• Stated exercise A:
Rewrite the records from the start down to the line containing "(59, 0), (18, 0)]", with both ends included. Shift every coordinate in the answers by adding 115 to each number, and keep everything else, requests included, as it stands.

Preheat your oven to 400°F (200°C) and line a baking sheet with parchment paper.

2

Peel and dice the potatoes and carrot into small cubes. Finely chop the onion, garlic cloves, and ginger.

3

In a large pan, heat the olive oil over medium heat. Add cumin seeds and let them sizzle for a few seconds.

4

Add the chopped onion, garlic, and ginger, and sauté until the onion becomes translucent.

5

Stir in the curry powder and turmeric powder, and cook for another minute until the spices are fragrant.

6

Add the diced potatoes, carrots, and peas. Season with salt and black pepper, stirring to coat the vegetables with the spice mixture.

7

Pour in about 1/4 cup of water, stir again, cover with a lid, and let the vegetables cook until they are tender, about 8-10 minutes. Stir occasionally to prevent sticking.

8

Remove the vegetable mixture from the heat and let it cool slightly.

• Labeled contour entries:
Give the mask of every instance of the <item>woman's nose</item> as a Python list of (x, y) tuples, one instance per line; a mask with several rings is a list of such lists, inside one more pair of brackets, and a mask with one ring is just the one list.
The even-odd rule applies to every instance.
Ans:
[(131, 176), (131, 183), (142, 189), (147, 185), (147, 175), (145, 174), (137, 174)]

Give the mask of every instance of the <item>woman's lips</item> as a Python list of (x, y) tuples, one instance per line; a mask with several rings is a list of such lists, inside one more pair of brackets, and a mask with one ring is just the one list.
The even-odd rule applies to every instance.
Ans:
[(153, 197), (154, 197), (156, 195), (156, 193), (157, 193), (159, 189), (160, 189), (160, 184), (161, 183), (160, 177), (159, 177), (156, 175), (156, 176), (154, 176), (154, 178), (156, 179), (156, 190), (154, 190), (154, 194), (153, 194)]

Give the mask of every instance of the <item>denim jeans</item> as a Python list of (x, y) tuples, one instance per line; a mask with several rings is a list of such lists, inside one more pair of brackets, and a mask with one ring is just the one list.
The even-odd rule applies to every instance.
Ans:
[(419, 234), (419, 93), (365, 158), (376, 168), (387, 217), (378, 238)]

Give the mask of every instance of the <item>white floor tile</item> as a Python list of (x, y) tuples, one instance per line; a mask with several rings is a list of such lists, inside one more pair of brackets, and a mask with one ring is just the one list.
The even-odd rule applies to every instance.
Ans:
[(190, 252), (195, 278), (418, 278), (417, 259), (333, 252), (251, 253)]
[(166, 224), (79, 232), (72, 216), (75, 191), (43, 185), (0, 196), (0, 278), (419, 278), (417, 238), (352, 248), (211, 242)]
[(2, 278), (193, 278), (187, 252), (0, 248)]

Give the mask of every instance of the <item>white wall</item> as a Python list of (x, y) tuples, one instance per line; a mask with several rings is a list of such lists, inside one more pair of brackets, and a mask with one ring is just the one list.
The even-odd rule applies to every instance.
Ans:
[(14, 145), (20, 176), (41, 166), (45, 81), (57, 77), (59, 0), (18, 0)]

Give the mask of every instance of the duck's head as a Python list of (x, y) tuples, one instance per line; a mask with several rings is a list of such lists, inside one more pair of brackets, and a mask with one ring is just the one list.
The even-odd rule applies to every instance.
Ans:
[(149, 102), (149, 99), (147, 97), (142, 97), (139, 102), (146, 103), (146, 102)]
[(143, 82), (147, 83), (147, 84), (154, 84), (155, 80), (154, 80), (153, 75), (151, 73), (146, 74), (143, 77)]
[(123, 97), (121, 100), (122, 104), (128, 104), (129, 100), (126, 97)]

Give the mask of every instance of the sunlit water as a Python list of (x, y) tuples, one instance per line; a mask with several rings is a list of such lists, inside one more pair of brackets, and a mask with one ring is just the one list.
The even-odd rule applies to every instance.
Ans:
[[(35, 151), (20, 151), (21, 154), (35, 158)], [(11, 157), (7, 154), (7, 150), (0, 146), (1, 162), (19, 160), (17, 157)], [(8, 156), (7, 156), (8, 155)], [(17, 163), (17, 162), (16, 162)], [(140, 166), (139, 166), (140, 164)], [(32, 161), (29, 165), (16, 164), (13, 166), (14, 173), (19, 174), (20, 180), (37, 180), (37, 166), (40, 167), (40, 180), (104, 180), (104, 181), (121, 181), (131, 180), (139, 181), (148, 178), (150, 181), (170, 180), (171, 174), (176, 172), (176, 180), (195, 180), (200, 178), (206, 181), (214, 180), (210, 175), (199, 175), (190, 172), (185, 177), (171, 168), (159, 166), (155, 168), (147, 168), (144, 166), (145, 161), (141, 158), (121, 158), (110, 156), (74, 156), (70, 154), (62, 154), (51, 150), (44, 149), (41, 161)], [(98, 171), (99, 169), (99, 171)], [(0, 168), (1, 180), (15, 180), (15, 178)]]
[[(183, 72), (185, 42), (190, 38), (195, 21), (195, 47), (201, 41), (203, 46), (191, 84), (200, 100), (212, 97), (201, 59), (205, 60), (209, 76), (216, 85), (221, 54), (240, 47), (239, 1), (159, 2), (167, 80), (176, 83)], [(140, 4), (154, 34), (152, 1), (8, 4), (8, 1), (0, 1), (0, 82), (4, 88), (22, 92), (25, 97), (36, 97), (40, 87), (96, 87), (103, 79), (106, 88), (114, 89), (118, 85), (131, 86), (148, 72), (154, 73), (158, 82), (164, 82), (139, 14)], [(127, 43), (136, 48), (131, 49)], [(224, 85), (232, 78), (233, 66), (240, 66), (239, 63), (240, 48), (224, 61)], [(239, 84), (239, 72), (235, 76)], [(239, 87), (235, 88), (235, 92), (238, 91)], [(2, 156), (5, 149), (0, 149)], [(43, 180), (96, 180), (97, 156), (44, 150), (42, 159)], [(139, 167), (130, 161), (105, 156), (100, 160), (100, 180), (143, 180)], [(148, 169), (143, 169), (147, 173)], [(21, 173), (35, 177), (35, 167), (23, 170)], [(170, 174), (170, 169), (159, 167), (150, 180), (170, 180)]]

• Stated exercise B:
Extract the passage of the recipe from "Add the chopped" down to "to prevent sticking.", word for word.

• Worked solution A:
Give the mask of every instance of the <item>woman's nose</item> as a Python list of (x, y) tuples, one instance per line; a mask with several rings is a list of such lists, inside one more pair of brackets, and a mask with one ring is just the one list.
The even-odd rule applies to every instance.
Ans:
[(246, 291), (246, 298), (257, 304), (262, 300), (262, 290), (260, 289), (252, 289)]

Give the mask of every instance of the <item>woman's lips</item> as a Python list of (x, y) tuples, one instance per line; a mask with several rings is a list of such lists, inside one more pair of brackets, and a mask with one ring is just the one list.
The even-odd rule applies to every instance.
Ans:
[(268, 312), (269, 312), (271, 310), (271, 308), (272, 308), (274, 304), (275, 304), (275, 299), (276, 298), (275, 292), (274, 292), (271, 290), (271, 291), (269, 291), (269, 293), (271, 294), (271, 305), (269, 305), (269, 309), (268, 309)]

Give the mask of every instance of the <item>denim jeans</item> as a Python list of (x, y) tuples, one instance per line; a mask with several rings is a list of such lists, inside one more pair of brackets, and a mask with one ring is just the one list.
The even-odd rule applies to every instance.
Ans:
[(534, 349), (534, 208), (480, 273), (491, 283), (502, 332), (493, 353)]

Give the mask of every instance of the <item>white floor tile</item> as a Python list of (x, y) tuples, one instance per line; a mask with several rings is a list of such lists, inside one more pair of brackets, and a mask with one ring is just the one list.
The even-odd rule applies to every instance.
Ans:
[(305, 367), (310, 393), (533, 393), (532, 374), (448, 367), (366, 368)]
[(281, 339), (194, 347), (187, 331), (190, 306), (158, 300), (115, 311), (115, 393), (534, 393), (532, 353), (467, 363), (326, 357)]
[(117, 393), (308, 393), (302, 367), (115, 363)]

Give the mask of every instance of the <item>white wall</item> as a Python list of (x, y) tuples, one instance per line; a mask with several rings is a list of such lists, inside one more pair of brackets, and a mask with one ring is just the one list.
The even-odd rule applies to every instance.
Ans:
[(129, 260), (135, 291), (156, 281), (160, 196), (172, 192), (174, 115), (133, 115)]

• Worked solution B:
Add the chopped onion, garlic, and ginger, and sauté until the onion becomes translucent.

5

Stir in the curry powder and turmeric powder, and cook for another minute until the spices are fragrant.

6

Add the diced potatoes, carrots, and peas. Season with salt and black pepper, stirring to coat the vegetables with the spice mixture.

7

Pour in about 1/4 cup of water, stir again, cover with a lid, and let the vegetables cook until they are tender, about 8-10 minutes. Stir occasionally to prevent sticking.